Sayfa kesiti:
+ + + + +

Destici, partisinin İstanbul İl Başkanlığınca Üsküdar Nikah Sarayı'nda düzenlenen İstanbul Buluşmaları programında yaptığı konuşmada, Amasra'daki maden ocağında meydana gelen patlamada hayatını kaybeden maden işçilerini rahmetle yad etti, bu elim hadisede hatası, ihmali, kusuru, kastı olan kim varsa ortaya çıkartılması, hukuk önünde bunun hesabının sorulması, hiçbir şeyin üstünün kapatılmaması gerektiğini söyledi.

İstanbul'a atamasını gerçekleştirdikleri yeni İl Başkanı Dursun Çağlayan'ı tebrik eden Destici, siyasetin kadro ve ekip işi olduğunun altını çizdi.

İl başkanının çevresinde güzel bir il yönetimi oluşacağını, bir yol haritası belirleneceğini daha sonra da sokağa inilerek hem eksik olan teşkilat çalışmalarının tamamlanacağını hem üye kayıtlarının devam edeceğini hem de seçime hazırlıkların sürdürüleceğini anlatan Destici, İstanbul İl Teşkilatı'nın 2023 seçimlerinde kazanacakları başarının lokomotif illerinin başında geleceğine inandığını dile getirdi.

Destici, Türkiye'nin geçmişte özellikle inanç hürriyeti konusunda büyük sıkıntılar yaşadığını, milletin kutuplaştırıldığını, ayrıştırıldığını, "laik-antilaik" diyerek milletin içine nifak tohumu ekildiğini belirterek, 28 Şubat döneminde üniversite ve devlet dairelerindeki başörtüsü yasağına işaret etti.

+ + + + +

Veri kesiti:
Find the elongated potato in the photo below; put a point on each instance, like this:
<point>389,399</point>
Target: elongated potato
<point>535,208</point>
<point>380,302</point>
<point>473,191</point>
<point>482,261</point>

+ + + + +

Alıştırma amacı:
Destici'nin İstanbul konuşmasına ilişkin haberi son cümlesinden itibaren sürdürebilir misiniz? Veriler, Destici'nin İstanbul konuşmasına ilişkin haberden bağımsız, ayrı bir malzemedir.

Yanıt:
Bütün bu zulümleri bu millete, bu inançlı kesime yaşatanın CHP ve CHP zihniyeti olduğunu söyleyen Destici, şöyle devam etti:

"Şimdi, CHP'nin Genel Başkanı, belli ki 6'lı masanın cumhurbaşkanı adayı olmak istiyor. Bunu da çok açık belli ediyor. Kadroları da bunu dillendiriyor. Önce masadan adaylık icazeti almaya çalışıyor, akabinde de cumhurbaşkanı adayı olduğunda seçimi kazanma uğruna belli kesimlere kendi aklıyla, sözüyle, davranışlarıyla mavi boncuk dağıtıyor. 'Helalleşme' dedi. En sonunda başörtüsü yasağının bir daha yaşanmaması adına bir kanun teklifi hazırladıklarını ve bunu da TBMM'ye sunacaklarını söylediler."

Kılıçdaroğlu'na çağrıda bulundu

Destici, 2008'de AK Parti, MHP ve BBP'nin oylarıyla başörtüsü serbestisi konusunda anayasa değişikliği yapıldığını, o zaman CHP'nin karşı çıkarak bunu Anayasa Mahkemesine götürdüğünü ve Anayasa Mahkemesinin de o değişiklikleri iptal etmesiyle başörtüsü serbestliğinin anayasal güvence altına alınamadığını aktardı.

CHP Genel Başkanı Kemal Kılıçdaroğlu'na seslenen Destici, "Kılıçdaroğlu, eğer samimiysen, Adalet Bakanlığımızın şu anda üzerinde çalıştığı ve Cumhur İttifakı olarak Meclis'e sunacağımız anayasa değişikliği teklifine evet dersin. Eğer buradan kaçarsan, o zaman sen başörtüsü serbestliği konusunda samimi değilsin ve bu samimiyetsizliğin de tescillenmiş olur." dedi.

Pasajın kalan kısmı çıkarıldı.